### Texto fornecido
<<<<

Na perspectiva dos Estados Unidos, as autocracias ameaçam a paz e a estabilidade no mundo. Tais países transformam suas amplas conexões na economia mundial em arma política. Quanto maior a sua influência sobre os fluxos de produção e comércio, maior a capacidade de contestar a “ordem global” (National Security Strategy 2022, p. 8). Todavia, ao se contrastar evidências empíricas sobre o envolvimento das grandes potências em conflitos e guerras fora de suas fronteiras, torna-se virtualmente impossível concorrer com a máquina militar estadunidense. O Relatório “Instances of Use of United States Armed Forces Abroad, 1798-2022”, produzido pelo Departamento de Pesquisa do Congresso Nacional dos EUA, mostra que este país utilizou suas Forças Armadas no exterior em todos os anos que se seguiram à queda do muro de Berlim e do desmonte da União Soviética. Entre 1991 e 2022, foram centenas de ações realizadas em dezenas de países. Igualmente, é amplo o uso de instrumentos econômicos e financeiros por parte dos sucessivos governos estadunidenses para constranger rivais e aliados

O quadro abaixo reúne indicadores que buscam estimar alguns dos efeitos dos principais conflitos armados nos quais os países analisados se envolveram. Ademais, mostram aspectos da segurança interna e do desenvolvimento social.

As informações reportadas indicam que: 

  1. O número de homicídios intencionais por 100 mil habitantes nos EUA (5,1) equivale ao dobro da média observada nos países de alta renda (2,6); a China (0,7) está a abaixo e a Rússia (9,9) está acima da média dos países de renda média alta (6,8). As taxas de mortalidade em geral na Rússia e nos EUA são maiores do que a média global (7,6), sendo que a China está abaixo deste parâmetro.
  2. Os EUA lideram o ranking global de encarceramentos, com 665 presos para cada 100 mil habitantes, o que equivale ao quádruplo da média global (173). A Rússia (118) está abaixo desta referência, ao passo que a China (405) está acima.
  3. A China (78,2 anos) apresenta a maior expectativa de vida as nascer dos países destacados; sendo que tanto a Rússia (69,4 anos), quando os EUA (77,2 anos) apresentam indicadores abaixo da média dos países de alto desenvolvimento humano (78,7 anos). Já para quem atinge 60 anos de idade, a expectativa de vida saudável é muito próxima nos três países.

>>>>

### Informações fornecidas
<<<<

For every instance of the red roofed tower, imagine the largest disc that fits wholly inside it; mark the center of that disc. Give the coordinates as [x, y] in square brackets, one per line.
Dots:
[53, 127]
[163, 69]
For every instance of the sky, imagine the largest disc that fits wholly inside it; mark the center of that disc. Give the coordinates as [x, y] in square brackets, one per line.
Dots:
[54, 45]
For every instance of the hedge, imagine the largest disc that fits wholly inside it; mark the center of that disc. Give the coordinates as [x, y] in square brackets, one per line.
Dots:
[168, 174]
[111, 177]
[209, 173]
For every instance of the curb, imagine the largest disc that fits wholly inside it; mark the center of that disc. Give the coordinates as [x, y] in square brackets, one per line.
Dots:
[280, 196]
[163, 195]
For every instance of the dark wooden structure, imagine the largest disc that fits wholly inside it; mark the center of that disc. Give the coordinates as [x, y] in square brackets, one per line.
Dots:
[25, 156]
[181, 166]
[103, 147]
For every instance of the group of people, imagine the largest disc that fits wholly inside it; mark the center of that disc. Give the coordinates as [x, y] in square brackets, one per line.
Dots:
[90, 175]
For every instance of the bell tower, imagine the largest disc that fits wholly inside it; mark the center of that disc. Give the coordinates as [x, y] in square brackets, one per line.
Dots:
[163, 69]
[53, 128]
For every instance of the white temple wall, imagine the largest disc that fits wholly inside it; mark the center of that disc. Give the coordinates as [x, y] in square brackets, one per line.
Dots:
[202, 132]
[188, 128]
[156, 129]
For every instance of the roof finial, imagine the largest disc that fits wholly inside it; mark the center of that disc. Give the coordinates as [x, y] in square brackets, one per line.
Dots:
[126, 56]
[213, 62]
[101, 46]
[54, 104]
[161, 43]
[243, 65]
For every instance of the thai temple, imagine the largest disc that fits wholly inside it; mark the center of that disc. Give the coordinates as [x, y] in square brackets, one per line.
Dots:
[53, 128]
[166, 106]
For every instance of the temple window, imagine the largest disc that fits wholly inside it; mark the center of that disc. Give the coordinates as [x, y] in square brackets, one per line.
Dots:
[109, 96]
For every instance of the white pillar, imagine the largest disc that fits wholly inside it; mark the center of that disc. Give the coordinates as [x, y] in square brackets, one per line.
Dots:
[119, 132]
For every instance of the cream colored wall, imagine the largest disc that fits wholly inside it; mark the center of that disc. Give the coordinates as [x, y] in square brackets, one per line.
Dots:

>>>>

### Desafios
• A. Você pode reescrever o trecho do texto fornecido que vai de "O quadro abaixo" até "abaixo deste parâmetro.", inclusive, trocando "homicídios intencionais" por "homicídios dolosos"?
• B. Como fica em inglês esta frase do texto fornecido: "Entre 1991 e 2022, foram centenas de ações realizadas em dezenas de países."?

### Respostas por tarefa
• A.
O quadro abaixo reúne indicadores que buscam estimar alguns dos efeitos dos principais conflitos armados nos quais os países analisados se envolveram. Ademais, mostram aspectos da segurança interna e do desenvolvimento social.

As informações reportadas indicam que: 

  1. O número de homicídios dolosos por 100 mil habitantes nos EUA (5,1) equivale ao dobro da média observada nos países de alta renda (2,6); a China (0,7) está a abaixo e a Rússia (9,9) está acima da média dos países de renda média alta (6,8). As taxas de mortalidade em geral na Rússia e nos EUA são maiores do que a média global (7,6), sendo que a China está abaixo deste parâmetro.

• B. Between 1991 and 2022, hundreds of actions were carried out in dozens of countries.